[Natural-language object grounding data]
──────

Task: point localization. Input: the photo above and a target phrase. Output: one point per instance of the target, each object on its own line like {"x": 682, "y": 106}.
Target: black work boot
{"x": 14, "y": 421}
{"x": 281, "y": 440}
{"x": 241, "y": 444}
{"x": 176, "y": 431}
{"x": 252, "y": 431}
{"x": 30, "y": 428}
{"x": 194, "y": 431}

──────

§ **EXERCISE DETAILS**:
Output the records above precisely.

§ **EXERCISE RESPONSE**:
Task: point localization. Input: the photo above and a target phrase. Output: one point per instance of the target, each object on its own line like {"x": 682, "y": 106}.
Target: black work boot
{"x": 14, "y": 421}
{"x": 281, "y": 440}
{"x": 241, "y": 444}
{"x": 176, "y": 431}
{"x": 252, "y": 431}
{"x": 30, "y": 428}
{"x": 194, "y": 431}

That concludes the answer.